Stored data entries
————————
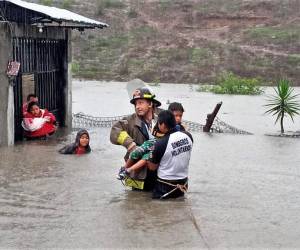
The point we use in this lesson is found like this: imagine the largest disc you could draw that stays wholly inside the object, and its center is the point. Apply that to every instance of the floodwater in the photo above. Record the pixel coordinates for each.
(243, 192)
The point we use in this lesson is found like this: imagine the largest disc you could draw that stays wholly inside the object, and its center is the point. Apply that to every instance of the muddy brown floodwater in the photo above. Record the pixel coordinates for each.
(244, 190)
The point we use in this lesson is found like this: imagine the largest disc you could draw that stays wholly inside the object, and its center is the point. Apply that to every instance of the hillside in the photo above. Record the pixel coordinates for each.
(188, 41)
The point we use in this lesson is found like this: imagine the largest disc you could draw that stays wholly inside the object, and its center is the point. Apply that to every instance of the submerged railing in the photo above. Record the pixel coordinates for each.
(81, 120)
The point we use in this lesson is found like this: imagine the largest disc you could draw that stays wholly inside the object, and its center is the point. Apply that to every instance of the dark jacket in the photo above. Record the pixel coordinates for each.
(71, 148)
(133, 129)
(129, 129)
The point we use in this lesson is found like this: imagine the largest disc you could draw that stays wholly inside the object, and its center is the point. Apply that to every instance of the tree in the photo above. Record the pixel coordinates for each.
(283, 103)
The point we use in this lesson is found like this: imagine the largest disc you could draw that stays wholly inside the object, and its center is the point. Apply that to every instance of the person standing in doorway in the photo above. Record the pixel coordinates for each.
(30, 98)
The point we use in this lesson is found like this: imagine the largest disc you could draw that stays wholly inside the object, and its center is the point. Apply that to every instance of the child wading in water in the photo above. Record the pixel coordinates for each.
(80, 146)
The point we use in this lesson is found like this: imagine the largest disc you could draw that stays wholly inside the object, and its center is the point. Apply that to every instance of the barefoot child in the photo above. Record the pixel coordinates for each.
(80, 146)
(38, 123)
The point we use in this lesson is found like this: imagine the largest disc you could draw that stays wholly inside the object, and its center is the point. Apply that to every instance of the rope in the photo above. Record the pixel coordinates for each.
(81, 120)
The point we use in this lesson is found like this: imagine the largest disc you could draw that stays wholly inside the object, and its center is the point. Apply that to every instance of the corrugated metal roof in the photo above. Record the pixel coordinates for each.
(57, 14)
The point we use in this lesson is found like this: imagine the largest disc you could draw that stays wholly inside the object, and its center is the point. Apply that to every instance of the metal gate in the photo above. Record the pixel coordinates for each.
(43, 61)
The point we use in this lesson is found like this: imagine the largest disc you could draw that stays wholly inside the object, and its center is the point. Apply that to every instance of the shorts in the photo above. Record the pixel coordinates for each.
————————
Your instructions:
Leaving the pictures out, give back each line above exactly.

Worked solution:
The point we use in this lesson is found like this: imagine the largest disc you could draw that stays wholly inside the object, and its center is the point. Apply that to every instance of the floodwater in the photo above. Record the pixel coordinates for each.
(243, 192)
The point we use in this lesson is found like this: imagine the largest disc you could draw that stays wholly inside the object, and its center is the point. Apply that to every instance of the muddy brown floodwater in the photo above. Record the pixel coordinates for each.
(244, 190)
The point we use in this lesson is found like this: imagine the largest disc you could draw that stays wholly inside the object, and its center is the point. Apply that to every instance of the hillside in the photo above. Record the pixel coordinates for each.
(188, 41)
The point we use in this lesson is found like this: imagine the largest disc you could draw that stays wholly inside the object, and its center is the point. Apply that to every instance of the submerged railing in the photo above. Record the pixel coordinates for each.
(81, 120)
The point we use in this lesson is found like this: imagine the largest disc you could draw that stays wholly inside the object, and its center is the point. Apply that to every instance of the dark jacket in the photo above. Record the pixel coordinates for each.
(71, 148)
(133, 129)
(129, 129)
The point we use in this lesson is found like this: imagine the largest disc you could draw that stays wholly inside the object, and its center is the point. Apply that to every instance of the tree in the photo above. Record the pixel coordinates for each.
(283, 103)
The point we use in this lesson is found like this: imagine the largest disc you could draw that stays wholly inside the object, and its center is the point. Apply that to every instance of the person standing in doorway in the photo above. Record the pixel coordinates for each.
(30, 98)
The point we use in this lesson is found like this: imagine the largest disc you could draw that stays wholly inside the object, and its center is the point. Apply that to every instance of the child wading in water in the photo above. Record the pixel coordinates for each.
(80, 146)
The point we use in this lesson is found like this: imagine the largest disc you could draw that stays wholly inside the object, and its center is the point. Apply that to every instance of the barefoot child in the photo above. Record the pixel coordinates for each.
(80, 146)
(38, 123)
The point we use in this lesson is found like this: imagine the largest disc you could draw that stays wholly inside the object, and its center is the point. Apply that to every instance of the rope in the photo above. Record the pixel coordinates for each.
(81, 120)
The point we use in this lesson is found like this: imagine the largest disc you could draw that stays wholly inside the object, and its center is the point. Apply that to every instance of the corrugated metal roof in the photo above. Record the pixel coordinates for each.
(57, 14)
The point we use in this lesson is found like this: imagine the largest disc you could draw that stays wholly inside the object, and its center is the point. Apply that to every instance of the metal gate in the photo above. Record the pixel coordinates for each.
(43, 61)
The point we use in this lesson is found like this: imagine the largest disc you could draw that stays wholly inside the object, and its center is the point. Apply that to every instance of the shorts in the photo above. Record the pixel coordinates for each.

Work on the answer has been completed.